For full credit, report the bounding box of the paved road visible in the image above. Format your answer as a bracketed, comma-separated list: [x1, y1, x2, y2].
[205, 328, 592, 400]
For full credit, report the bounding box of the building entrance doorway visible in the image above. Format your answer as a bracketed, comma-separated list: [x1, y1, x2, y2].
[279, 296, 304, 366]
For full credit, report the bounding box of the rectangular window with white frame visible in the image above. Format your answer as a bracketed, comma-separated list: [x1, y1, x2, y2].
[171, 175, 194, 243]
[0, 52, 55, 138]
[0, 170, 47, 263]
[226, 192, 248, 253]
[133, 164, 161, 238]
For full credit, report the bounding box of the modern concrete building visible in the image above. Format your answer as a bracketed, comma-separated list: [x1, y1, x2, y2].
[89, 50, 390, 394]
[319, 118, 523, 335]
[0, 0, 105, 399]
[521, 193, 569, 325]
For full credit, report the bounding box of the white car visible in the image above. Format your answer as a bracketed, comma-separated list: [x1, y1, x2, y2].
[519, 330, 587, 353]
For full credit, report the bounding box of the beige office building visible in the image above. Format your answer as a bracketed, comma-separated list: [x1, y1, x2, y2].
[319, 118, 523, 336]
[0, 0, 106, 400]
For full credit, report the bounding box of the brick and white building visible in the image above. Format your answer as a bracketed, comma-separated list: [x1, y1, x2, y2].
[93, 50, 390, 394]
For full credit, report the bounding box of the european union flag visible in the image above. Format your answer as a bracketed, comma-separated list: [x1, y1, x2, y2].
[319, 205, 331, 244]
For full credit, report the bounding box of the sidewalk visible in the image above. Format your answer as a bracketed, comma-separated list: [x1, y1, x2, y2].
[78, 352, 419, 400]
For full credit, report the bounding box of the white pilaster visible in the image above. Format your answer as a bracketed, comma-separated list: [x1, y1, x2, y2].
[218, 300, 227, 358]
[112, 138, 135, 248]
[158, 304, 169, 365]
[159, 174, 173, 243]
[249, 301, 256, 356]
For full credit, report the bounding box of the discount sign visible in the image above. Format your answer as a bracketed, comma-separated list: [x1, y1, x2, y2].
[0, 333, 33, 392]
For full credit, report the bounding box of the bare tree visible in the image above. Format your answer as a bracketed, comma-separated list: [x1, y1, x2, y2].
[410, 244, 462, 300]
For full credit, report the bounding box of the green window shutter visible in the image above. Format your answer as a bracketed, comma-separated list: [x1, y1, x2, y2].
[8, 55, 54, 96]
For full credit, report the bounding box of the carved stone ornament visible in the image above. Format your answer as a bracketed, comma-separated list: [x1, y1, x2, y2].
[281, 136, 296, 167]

┄┄┄┄┄┄

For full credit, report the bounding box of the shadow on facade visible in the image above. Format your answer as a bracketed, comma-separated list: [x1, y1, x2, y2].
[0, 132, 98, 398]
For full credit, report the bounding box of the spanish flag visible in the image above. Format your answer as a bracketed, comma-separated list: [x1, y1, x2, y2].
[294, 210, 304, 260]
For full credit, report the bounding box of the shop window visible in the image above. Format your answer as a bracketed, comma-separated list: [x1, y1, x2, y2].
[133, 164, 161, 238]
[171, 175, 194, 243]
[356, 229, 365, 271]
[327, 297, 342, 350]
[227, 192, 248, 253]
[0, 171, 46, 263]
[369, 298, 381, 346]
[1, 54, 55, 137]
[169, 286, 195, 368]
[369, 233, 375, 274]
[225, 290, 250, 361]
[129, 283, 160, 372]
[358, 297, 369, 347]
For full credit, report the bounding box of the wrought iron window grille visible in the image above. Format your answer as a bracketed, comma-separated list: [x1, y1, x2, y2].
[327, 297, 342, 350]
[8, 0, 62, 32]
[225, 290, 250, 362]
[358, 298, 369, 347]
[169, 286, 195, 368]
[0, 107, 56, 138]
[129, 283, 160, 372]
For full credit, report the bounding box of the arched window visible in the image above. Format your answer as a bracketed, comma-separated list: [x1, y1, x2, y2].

┄┄┄┄┄┄

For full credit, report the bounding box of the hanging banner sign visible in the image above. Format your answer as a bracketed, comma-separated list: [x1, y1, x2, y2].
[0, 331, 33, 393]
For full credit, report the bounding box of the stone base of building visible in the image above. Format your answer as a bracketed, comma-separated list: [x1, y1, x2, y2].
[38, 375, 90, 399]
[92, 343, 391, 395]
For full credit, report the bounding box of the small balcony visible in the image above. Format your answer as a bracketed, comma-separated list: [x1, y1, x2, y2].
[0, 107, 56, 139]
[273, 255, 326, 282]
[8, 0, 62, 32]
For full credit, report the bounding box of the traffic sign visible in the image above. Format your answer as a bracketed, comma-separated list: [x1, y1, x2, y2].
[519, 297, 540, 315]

┄┄┄┄┄┄

- **The request**
Copy out the lines from the one containing "For full credit, report the bounding box of the paved" through the one containing "[93, 50, 390, 394]", inclusive, substituting "To receive full credit" for every "For full credit" and leaving everything else the same.

- **Output for this exercise**
To receive full credit, report the bounding box of the paved road visible in the image above. Format your answer as a bracketed, comma-separated list: [x1, y1, x2, y2].
[205, 328, 592, 400]
To receive full credit, report the bounding box of the building entrance doorway visible in the image above. Format your answer as a bracketed, comma-separated list: [x1, y1, x2, y2].
[279, 296, 304, 366]
To receive full credit, report the bounding box of the rectangular window with white frame visible in the image above. Format your answer as a bracketed, comma-separated list: [x1, y1, x2, y2].
[171, 175, 194, 243]
[0, 52, 55, 138]
[0, 170, 47, 263]
[226, 192, 248, 253]
[133, 164, 161, 238]
To receive full credit, report the bounding box of the modern concrete building visible in the image above. Format your answer as a bracketed, comma-separated list: [x1, y1, x2, y2].
[89, 50, 390, 394]
[319, 118, 523, 335]
[0, 0, 105, 399]
[521, 193, 569, 325]
To receive full credit, report the bounding box of the white car visible in the image above. Format your answer as a bracketed, comma-separated list: [x1, y1, x2, y2].
[519, 330, 587, 353]
To receive full credit, report the bounding box of the beige office building visible in the image above. Format your answer as a bracketed, comma-separated list: [x1, y1, x2, y2].
[319, 118, 523, 336]
[0, 0, 106, 400]
To receive full credit, report the bounding box of the brick and white building visible in the image above. Format your answer as a bracketed, comma-separated list: [x1, y1, x2, y2].
[93, 50, 390, 394]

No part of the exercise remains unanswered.